┌─ Alıntı Metin

Uçsuz bucaksız, semaya açmış kollarıyla Ulu Camiyi kucaklayıp yakarışa geçmiş bir duruş sergiliyor yedi asırdır.
Şehzade Şehrinin bir ucundan kalkıp insanları buraya ulu çınarın kollarına, Ulu Cami’ye getiren gücün ne olduğunu merak etmişimdir hep.
Şehirleri bizim yapan mimariyi imanla yoğuran ruh muydu yoksa?
Yoksa şehirleri örten ruhu yirmi birinci yüzyılda arayıp bulma sevdası mıydı her fırsatta buraya kaçışımızın nedeni.
Bu ruhu şehir merkezlerinde bulamayışımız mıdır kaçış nedenimiz?
Bazen ormana, köye ve bazen de böyle tarihe yaslanışımızda çevremizden dışladığımız ve bu dışlayışın gönlümüzdeki yarasını her geçen gün biraz daha fazla hissedişimiz midir adımlarımızı çekip sanata, mimariye, tabiata ve bize dair değerler dünyasına götüren?

└─

Verilen Görev>
Ulu Cami'yi kucaklayan çınar üzerine yazılmış metni, son cümlesinin ardından sürdürebilir misiniz?

┌─ Gösterilen Bilgiler

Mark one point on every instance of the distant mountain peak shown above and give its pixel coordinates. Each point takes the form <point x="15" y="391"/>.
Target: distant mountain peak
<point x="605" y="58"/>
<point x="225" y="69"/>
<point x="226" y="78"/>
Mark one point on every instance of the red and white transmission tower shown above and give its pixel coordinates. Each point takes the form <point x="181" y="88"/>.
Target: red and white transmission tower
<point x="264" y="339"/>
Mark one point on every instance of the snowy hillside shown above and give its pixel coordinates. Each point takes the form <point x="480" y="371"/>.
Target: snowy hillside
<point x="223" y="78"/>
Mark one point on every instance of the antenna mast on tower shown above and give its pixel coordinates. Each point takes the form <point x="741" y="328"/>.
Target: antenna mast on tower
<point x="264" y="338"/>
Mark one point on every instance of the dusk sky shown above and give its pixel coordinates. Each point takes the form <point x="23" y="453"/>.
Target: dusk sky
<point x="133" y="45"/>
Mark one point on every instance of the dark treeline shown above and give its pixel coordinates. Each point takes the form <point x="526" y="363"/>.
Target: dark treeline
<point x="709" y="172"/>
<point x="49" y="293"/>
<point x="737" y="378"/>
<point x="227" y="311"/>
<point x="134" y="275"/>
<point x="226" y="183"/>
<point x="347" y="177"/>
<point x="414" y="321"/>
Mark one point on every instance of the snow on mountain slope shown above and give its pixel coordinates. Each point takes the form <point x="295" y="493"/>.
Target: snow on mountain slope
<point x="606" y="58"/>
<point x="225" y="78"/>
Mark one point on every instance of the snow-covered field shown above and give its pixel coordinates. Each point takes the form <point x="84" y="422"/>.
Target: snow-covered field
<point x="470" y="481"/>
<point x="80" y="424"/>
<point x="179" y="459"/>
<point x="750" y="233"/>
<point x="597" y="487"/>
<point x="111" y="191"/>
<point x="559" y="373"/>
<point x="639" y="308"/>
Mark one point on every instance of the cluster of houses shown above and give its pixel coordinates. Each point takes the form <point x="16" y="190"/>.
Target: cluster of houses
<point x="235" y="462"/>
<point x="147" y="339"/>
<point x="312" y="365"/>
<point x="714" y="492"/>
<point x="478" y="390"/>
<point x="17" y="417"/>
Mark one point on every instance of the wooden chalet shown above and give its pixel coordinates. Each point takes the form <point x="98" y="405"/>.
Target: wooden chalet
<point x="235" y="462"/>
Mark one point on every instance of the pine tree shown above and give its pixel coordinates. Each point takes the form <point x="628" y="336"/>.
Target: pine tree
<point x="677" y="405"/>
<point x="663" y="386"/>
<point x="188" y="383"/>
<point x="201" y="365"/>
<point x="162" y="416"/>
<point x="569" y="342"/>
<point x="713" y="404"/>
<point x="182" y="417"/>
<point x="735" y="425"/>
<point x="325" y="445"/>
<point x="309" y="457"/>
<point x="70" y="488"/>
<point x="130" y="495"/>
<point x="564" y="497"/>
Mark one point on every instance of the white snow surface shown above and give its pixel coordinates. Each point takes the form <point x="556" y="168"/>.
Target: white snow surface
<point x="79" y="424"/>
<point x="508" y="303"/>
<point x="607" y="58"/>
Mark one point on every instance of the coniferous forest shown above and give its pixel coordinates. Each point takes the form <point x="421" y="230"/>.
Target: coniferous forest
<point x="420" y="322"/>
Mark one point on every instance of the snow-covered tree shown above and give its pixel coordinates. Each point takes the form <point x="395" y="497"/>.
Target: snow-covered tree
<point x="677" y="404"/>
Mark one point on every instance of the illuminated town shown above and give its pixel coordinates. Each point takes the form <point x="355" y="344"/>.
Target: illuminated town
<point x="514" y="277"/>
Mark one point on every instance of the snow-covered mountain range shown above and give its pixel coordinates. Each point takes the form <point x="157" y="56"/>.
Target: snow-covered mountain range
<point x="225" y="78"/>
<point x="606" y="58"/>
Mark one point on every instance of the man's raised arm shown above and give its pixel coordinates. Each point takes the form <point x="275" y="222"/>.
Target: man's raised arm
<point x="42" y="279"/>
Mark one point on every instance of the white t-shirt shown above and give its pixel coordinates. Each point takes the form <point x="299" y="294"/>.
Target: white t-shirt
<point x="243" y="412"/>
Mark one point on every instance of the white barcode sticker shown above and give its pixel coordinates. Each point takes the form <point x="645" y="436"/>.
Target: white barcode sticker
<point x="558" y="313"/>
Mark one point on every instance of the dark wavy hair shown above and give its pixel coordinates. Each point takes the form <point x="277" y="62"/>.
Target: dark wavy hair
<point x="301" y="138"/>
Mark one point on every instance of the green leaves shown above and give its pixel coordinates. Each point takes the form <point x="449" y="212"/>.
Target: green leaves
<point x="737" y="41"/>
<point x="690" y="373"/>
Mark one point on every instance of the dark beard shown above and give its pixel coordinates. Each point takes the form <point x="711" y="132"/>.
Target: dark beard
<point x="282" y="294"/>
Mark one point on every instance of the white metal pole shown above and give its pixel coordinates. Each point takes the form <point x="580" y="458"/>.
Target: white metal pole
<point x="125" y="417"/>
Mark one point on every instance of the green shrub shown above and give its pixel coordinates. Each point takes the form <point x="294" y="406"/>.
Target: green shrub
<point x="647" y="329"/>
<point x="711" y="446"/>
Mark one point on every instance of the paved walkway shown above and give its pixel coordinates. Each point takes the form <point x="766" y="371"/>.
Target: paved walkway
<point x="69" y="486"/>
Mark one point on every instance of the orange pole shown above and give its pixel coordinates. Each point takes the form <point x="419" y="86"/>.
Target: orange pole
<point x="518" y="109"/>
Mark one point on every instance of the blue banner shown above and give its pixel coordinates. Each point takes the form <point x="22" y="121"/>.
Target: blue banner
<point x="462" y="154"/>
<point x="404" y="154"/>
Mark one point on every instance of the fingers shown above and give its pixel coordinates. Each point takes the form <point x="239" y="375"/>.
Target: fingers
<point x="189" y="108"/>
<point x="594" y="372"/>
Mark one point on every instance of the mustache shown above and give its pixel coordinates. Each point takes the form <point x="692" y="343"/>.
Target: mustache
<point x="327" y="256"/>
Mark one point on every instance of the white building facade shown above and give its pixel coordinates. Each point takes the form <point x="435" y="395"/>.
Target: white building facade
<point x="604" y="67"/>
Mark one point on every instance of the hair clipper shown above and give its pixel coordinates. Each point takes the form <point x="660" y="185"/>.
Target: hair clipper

└─

Alıştırma Cevabı>
Sorular, sorular, sorular; cevabı olmayan sorular.
Cevabı içinde gizli sorularıma karşı yapabileceğim makul açıklamalarım yok.
Üstelik hiçbir açıklama derdime derman olacak kadar somut değil.
İyisi mi zamanın bu kertesinde sığındığımız kaleleri sağlamlaştırmalı ve elde kalan bir kaç hazineyle birlikte yola çıkmalı.
Şehzade Şehrinin boynu bükük kalış sebepleri o kadar çok ki.
Hangi birisi saymalı?
Hoş, burada şehrin tarihini ortaya koyacak değilim. O konu farklı bir yazıyı bekleyecek. Ama en azından elde kalanları gelecek nesillere taşımak adına imkânlarımızı seferber edemez miyiz?
Elbette yapılan çalışmaları önemsiyor ve alkışlıyoruz.
Tarih de alkışlayacaktır bu tür çabaları sergileyenleri.
Bizim işimiz şehir adına, gelecek adına şehrin değerleriyle hasbıhal etmek!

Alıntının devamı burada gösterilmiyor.